■ SOURCE PASSAGE
We had been told that all our staff were now okay for housing, but “okay” to them apparently means something different than “okay” to us. As our team started making the rounds, it became apparent that some people were still in dire need of a better form of emergency shelter. Those that were most affected have set up very basic, temporary homes using salvaged materials including those taken from all the destruction at TSD. But it is often not nearly enough, even for a short amount of time. Some have only small pieces of tarp or coverings full of holes that leak in the rain. One had a piece of 2m x 2m tarp to shelter 5 people.  Others have moved in with relatives – including one living in a room with 21 other people. There simply isn’t anywhere undamaged and there is nowhere on the island that can accommodate the volume of displaced people.

So first thing to do as a “quick fix” was to bring in many rolls of tarpaulin as possible so we could at least provide cover. Store shelves are emptying as quickly as they are stocked in, so this has not been easy.  We generally just find one or two rolls here and there, and the price is going up week by week.  But we managed to get enough for all the most needy staff and so at least they have something as an interim measure to protect against the rain and sun.

■ EXERCISE MATERIALS
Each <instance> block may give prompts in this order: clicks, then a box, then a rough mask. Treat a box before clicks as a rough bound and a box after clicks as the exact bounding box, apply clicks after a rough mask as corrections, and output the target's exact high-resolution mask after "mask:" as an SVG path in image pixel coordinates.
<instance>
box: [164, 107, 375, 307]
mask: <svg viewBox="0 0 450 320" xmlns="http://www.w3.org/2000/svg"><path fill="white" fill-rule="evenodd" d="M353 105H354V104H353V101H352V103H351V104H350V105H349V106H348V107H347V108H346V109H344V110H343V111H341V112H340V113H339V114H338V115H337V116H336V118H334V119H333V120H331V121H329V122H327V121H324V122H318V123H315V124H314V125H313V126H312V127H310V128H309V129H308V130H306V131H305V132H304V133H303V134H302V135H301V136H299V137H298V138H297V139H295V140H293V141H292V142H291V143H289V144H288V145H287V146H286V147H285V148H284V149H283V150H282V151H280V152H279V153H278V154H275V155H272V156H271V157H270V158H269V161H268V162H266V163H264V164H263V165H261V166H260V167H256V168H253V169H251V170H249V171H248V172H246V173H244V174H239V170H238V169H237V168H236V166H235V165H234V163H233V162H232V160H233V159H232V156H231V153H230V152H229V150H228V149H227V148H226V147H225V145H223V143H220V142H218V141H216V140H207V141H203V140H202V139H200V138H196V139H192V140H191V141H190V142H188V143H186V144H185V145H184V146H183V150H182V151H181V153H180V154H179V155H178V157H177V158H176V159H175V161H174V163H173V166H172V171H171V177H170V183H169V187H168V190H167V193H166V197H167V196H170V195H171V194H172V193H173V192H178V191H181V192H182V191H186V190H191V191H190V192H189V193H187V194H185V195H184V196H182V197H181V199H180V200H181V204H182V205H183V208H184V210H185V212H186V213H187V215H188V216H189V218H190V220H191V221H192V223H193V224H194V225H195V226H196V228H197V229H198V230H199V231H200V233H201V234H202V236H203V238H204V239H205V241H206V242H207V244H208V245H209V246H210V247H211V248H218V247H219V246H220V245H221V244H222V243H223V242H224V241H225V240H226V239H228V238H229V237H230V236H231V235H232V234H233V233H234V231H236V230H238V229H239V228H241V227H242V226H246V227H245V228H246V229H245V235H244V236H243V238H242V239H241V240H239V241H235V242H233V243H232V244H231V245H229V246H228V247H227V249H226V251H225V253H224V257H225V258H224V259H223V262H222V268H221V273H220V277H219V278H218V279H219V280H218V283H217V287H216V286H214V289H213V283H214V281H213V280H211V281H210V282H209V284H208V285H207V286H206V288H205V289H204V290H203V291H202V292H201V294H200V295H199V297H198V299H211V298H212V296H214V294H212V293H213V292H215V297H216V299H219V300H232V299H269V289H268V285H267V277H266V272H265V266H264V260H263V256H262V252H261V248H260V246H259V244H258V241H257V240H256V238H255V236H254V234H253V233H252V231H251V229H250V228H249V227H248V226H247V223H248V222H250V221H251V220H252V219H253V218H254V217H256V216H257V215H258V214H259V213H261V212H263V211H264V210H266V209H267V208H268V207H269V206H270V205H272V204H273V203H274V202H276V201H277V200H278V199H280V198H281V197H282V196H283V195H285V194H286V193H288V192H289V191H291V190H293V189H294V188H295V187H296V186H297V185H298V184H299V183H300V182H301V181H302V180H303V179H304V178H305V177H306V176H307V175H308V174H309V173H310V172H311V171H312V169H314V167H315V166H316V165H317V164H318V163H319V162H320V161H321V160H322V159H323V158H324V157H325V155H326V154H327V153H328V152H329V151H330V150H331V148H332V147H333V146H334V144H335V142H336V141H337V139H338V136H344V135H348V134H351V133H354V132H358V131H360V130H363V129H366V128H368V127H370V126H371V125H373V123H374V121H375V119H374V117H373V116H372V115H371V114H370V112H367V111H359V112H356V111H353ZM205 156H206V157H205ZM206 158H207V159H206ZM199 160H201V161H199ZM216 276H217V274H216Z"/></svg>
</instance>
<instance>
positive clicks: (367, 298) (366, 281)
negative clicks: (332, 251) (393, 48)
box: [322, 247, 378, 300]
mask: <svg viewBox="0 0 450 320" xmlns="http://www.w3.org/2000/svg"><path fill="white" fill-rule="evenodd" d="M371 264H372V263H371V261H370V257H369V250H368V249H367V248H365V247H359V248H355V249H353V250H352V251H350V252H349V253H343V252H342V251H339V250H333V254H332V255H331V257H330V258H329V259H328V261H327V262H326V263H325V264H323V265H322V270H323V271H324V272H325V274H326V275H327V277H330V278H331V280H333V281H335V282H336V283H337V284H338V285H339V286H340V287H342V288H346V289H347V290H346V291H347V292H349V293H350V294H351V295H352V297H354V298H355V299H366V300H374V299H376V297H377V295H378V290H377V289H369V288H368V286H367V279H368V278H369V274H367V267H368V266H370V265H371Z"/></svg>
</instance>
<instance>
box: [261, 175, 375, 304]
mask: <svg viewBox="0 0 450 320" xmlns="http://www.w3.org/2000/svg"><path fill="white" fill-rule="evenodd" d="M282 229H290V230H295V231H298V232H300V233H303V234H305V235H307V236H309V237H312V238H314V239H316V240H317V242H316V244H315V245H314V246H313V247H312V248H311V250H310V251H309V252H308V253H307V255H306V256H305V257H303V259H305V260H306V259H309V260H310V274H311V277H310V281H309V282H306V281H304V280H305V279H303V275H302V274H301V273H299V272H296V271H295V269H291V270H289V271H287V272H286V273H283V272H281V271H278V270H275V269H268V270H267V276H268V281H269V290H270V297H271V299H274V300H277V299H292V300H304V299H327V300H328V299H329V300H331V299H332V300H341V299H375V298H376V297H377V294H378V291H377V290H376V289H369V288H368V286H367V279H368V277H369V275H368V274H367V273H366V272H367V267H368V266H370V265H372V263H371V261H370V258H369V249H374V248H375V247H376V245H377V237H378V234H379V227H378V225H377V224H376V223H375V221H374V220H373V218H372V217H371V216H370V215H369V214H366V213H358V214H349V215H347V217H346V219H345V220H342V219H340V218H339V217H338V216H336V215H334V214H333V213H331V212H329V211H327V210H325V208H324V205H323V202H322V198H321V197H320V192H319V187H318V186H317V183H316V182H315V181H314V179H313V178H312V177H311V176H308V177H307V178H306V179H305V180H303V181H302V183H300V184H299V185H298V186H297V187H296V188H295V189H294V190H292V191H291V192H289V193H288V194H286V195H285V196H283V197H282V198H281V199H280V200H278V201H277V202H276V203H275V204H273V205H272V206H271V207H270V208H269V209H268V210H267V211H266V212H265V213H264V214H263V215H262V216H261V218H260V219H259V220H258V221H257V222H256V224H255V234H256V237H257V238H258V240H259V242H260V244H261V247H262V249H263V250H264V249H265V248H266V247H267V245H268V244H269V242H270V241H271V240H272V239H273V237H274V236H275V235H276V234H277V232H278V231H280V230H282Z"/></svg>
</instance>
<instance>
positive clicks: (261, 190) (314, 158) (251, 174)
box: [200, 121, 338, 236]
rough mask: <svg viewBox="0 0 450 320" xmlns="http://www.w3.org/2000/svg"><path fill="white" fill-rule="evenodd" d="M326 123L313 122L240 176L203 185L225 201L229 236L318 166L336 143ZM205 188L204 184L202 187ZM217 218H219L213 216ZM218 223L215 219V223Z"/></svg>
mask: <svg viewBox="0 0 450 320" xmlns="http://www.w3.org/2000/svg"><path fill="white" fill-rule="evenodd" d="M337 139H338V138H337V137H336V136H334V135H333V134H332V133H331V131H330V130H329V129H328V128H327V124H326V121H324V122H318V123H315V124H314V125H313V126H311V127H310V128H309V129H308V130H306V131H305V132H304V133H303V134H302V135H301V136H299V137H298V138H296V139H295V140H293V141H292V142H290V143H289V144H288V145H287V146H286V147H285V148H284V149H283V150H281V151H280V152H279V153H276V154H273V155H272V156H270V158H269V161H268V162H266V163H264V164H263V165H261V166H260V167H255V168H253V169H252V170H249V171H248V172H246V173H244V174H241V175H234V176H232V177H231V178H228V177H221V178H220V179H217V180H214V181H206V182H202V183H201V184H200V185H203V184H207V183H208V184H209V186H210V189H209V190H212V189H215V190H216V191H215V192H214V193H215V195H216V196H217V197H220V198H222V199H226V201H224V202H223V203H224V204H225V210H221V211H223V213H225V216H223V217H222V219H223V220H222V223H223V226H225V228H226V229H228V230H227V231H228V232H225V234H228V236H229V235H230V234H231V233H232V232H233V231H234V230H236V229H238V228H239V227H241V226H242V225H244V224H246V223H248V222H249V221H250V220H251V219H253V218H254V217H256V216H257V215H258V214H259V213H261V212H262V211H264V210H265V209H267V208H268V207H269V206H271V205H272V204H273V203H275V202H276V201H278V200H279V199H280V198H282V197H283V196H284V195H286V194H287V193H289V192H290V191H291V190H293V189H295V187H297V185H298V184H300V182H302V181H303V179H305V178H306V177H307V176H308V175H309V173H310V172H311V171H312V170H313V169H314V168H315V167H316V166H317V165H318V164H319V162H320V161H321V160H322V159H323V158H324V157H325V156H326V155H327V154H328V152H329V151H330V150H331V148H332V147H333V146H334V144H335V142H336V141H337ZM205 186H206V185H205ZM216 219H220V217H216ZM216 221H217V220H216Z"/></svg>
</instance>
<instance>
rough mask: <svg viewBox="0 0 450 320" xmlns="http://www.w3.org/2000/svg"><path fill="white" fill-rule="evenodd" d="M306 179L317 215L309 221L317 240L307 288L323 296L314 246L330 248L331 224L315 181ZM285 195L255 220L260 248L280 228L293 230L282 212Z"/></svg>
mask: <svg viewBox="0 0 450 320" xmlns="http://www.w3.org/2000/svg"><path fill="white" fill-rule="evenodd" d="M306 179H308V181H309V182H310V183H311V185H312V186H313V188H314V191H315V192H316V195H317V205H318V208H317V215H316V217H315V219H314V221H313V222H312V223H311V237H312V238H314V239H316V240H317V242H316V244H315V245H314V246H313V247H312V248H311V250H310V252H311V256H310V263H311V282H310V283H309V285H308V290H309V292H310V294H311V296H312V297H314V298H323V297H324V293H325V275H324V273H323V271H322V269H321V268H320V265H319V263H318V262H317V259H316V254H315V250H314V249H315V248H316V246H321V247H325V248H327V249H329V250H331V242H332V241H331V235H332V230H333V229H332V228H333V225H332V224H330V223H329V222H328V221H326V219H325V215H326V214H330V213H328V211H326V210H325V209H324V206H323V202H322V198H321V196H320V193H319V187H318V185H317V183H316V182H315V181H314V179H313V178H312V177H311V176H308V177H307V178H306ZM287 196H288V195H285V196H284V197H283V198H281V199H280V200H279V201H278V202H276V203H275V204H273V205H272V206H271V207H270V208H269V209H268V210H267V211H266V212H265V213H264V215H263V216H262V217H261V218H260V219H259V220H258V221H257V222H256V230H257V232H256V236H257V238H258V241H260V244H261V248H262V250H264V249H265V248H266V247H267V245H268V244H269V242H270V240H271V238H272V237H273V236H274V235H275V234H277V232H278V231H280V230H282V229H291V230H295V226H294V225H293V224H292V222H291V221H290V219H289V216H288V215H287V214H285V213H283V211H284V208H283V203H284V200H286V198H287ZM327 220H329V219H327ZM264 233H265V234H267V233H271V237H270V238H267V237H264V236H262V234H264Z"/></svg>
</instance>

■ WHAT THIS EXERCISE ASKS
- 1) Count the lines in the listing that contain the string "positive", treating case as significant, and give only that number.
- 2) Continue the passage on emergency shelter for displaced staff, starting right after its final sentence.

■ TASK ANSWERS
- 1) 2

- 2)
Malapascua Island
Measuring up tarp for each staff member based on need
The tarp is carefully measured, named and assigned


As for proper rebuilding, everyone’s needs vary vastly; some only require a piece of metal roofing and a few nails, but many desperately need their entire home replaced.




But, finally (hooray!), we have been to every single house and have a rather scary shopping list for all their materials to get their homes back to the way they were before the typhoon. Amongst many other things this includes around 1000 pieces of lumber (10 various sizes), 350 pieces of metal roofing (5 different sizes), and 150kg nails (5 different sizes).

Now we need source and cost these materials as quickly as we can which is a no mean feat when you consider how much reconstruction is taking place right now across the whole of the Philippines.

 Malapascua Island


The next concern will be the logistics of transport. Transport costs to the Maya pier could really add up. And once it arrives on Malapascua, all our deliveries unload straight on the beach. There is no pier and there are no cars or trucks, everything needs to be hand carried, so moving these heavy, bulky items to each building site, particularly the ones over the hills, will be our next challenge.

 Malapascua Island

So lots to think about and plan for.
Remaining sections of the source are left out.